= EXERCISE PROMPT =
Render the portion of the entries below that opens with the line containing "Pretty please, detect the gray beard" and runs through the end of the entries as a Markdown table. Use the columns Row and Text, with one numbered row per line and blank lines omitted.
[Start MATERIAL]
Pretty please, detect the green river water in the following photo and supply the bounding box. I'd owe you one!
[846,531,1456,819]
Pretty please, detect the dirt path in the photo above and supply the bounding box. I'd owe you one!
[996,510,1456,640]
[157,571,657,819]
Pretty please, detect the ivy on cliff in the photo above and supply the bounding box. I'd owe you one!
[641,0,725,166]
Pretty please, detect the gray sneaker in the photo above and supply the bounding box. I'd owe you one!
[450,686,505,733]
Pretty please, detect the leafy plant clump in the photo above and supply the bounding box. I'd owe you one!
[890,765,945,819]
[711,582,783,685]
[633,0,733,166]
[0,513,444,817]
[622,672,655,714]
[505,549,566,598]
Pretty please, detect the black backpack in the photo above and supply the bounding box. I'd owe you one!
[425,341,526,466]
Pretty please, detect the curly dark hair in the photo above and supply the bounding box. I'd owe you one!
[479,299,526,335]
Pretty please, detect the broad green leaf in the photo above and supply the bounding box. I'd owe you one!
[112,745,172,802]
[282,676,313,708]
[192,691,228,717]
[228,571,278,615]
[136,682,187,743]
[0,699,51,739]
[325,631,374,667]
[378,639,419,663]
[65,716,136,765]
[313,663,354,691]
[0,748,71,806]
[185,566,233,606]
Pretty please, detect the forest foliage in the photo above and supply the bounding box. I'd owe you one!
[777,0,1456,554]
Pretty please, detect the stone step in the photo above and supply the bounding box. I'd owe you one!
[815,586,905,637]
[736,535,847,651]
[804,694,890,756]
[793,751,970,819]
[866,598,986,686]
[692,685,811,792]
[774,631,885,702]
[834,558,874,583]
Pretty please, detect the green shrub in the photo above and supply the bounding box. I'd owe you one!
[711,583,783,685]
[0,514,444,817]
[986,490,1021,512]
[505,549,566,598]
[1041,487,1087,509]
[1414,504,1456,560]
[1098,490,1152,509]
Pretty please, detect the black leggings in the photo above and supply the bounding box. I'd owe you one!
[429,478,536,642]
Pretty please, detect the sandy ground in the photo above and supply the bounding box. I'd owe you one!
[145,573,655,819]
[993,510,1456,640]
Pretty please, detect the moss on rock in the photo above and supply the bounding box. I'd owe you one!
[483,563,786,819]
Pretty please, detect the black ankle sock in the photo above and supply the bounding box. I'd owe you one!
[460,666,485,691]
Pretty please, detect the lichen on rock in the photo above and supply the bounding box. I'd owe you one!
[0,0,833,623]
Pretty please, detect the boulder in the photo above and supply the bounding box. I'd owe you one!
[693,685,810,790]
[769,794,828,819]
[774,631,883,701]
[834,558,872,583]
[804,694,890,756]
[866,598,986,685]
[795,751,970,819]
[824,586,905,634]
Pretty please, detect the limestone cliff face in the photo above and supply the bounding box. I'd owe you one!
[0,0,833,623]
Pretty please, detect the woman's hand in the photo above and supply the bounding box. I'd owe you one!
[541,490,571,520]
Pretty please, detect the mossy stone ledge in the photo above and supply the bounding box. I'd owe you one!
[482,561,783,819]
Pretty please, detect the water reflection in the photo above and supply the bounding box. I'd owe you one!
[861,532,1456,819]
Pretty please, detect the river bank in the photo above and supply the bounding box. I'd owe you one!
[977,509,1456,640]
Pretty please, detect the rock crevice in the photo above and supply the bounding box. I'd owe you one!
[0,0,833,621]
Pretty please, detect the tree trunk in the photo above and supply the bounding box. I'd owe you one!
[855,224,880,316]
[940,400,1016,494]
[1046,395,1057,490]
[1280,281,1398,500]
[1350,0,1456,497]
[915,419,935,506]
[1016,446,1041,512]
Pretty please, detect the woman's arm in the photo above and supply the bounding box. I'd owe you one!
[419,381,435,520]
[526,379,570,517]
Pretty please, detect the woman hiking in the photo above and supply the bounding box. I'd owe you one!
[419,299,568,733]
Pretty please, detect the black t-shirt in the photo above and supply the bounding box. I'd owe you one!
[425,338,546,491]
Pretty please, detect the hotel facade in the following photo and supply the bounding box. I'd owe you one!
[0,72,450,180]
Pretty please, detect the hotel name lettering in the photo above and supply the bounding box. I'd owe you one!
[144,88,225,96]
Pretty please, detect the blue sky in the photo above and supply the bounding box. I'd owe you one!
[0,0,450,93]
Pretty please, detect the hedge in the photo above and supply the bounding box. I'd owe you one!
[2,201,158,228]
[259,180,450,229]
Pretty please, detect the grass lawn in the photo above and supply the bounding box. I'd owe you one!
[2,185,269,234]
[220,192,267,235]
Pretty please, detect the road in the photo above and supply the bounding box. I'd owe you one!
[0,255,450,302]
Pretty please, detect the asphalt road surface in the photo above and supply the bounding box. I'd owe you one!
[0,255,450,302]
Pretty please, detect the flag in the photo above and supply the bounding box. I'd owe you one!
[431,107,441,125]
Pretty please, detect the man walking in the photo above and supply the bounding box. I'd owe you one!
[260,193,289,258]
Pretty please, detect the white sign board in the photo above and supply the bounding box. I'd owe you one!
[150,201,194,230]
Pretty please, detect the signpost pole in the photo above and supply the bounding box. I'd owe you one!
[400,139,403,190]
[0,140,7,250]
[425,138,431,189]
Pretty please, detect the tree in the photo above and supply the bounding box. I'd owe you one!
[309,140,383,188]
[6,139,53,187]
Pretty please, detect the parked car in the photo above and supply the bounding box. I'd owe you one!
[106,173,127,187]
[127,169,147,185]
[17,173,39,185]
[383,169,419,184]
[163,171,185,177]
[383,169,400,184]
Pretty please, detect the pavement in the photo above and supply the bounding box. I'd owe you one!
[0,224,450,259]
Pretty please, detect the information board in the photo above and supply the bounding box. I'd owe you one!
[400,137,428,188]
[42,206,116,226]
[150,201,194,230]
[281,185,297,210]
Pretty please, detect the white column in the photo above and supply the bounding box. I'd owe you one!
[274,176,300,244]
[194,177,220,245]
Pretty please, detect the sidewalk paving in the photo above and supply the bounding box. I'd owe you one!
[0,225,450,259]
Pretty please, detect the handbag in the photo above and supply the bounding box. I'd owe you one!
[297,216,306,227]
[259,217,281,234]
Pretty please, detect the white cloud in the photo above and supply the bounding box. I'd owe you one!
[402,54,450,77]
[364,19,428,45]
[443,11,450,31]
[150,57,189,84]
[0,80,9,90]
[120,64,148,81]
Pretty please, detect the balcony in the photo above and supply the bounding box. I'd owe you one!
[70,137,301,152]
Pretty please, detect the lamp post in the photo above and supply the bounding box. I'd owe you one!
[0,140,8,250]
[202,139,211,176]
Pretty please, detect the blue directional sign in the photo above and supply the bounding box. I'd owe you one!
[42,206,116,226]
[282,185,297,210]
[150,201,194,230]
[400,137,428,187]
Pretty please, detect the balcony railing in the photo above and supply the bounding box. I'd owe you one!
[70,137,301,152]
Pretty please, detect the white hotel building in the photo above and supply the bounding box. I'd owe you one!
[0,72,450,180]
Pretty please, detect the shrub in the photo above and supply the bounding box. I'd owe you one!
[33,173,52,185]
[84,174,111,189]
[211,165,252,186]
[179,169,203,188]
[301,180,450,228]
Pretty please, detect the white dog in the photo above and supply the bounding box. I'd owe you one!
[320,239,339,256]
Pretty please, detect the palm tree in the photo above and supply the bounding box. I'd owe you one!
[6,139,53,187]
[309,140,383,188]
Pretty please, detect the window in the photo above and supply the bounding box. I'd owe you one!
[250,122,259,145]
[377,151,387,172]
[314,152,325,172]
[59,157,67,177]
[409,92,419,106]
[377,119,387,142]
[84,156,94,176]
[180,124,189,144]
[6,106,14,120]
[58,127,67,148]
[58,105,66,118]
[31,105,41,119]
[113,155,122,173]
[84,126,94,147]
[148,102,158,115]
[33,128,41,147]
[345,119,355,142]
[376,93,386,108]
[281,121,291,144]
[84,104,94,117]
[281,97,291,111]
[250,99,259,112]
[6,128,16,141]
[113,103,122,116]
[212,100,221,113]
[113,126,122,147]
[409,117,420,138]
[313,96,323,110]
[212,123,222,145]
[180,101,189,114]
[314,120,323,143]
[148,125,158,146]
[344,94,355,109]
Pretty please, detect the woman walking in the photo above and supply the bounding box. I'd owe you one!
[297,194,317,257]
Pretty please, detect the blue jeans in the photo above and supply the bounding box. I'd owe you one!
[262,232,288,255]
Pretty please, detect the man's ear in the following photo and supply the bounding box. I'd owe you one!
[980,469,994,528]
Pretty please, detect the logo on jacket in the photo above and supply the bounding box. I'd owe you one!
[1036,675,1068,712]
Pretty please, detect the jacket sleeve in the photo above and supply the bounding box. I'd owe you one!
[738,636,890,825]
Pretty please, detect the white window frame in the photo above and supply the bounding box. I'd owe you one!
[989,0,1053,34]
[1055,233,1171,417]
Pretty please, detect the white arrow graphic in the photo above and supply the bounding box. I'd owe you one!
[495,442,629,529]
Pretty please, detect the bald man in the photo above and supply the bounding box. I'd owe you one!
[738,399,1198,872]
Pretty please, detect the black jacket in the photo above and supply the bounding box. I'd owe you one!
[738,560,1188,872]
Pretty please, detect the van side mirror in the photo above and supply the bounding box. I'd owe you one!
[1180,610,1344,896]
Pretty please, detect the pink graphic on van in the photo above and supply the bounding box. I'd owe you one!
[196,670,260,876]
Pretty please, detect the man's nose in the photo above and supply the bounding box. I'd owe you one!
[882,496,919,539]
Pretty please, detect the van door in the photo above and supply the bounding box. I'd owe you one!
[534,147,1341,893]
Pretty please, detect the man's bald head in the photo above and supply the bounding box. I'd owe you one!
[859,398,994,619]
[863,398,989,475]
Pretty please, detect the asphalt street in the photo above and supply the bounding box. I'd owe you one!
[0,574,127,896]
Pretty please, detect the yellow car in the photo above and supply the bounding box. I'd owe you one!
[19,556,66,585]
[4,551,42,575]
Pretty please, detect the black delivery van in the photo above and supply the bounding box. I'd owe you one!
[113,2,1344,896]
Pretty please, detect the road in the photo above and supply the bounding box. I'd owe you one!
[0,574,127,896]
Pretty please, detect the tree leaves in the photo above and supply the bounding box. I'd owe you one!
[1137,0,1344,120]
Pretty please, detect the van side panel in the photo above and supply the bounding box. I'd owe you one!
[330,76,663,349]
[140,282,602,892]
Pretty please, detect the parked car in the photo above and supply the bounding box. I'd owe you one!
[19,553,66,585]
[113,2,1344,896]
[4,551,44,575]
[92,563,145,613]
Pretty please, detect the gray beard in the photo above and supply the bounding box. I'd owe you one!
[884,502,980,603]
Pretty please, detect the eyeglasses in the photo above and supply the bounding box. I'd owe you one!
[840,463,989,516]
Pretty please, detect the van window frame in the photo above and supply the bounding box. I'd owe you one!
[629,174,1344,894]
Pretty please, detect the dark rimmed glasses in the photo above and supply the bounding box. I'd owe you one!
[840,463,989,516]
[End MATERIAL]
= THE ANSWER =
| Row | Text |
|---|---|
| 1 | Pretty please, detect the gray beard in the photo above and supply the bounding box. I'd owe you one! |
| 2 | [884,502,980,603] |
| 3 | Pretty please, detect the eyeglasses in the photo above and supply the bounding box. I'd owe you one! |
| 4 | [840,463,989,516] |
| 5 | Pretty please, detect the van window frame in the photo above and supply the bounding box. I'd owe you one! |
| 6 | [629,174,1344,894] |
| 7 | Pretty please, detect the dark rimmed glasses in the photo above and supply the bounding box. I'd owe you one! |
| 8 | [840,463,989,516] |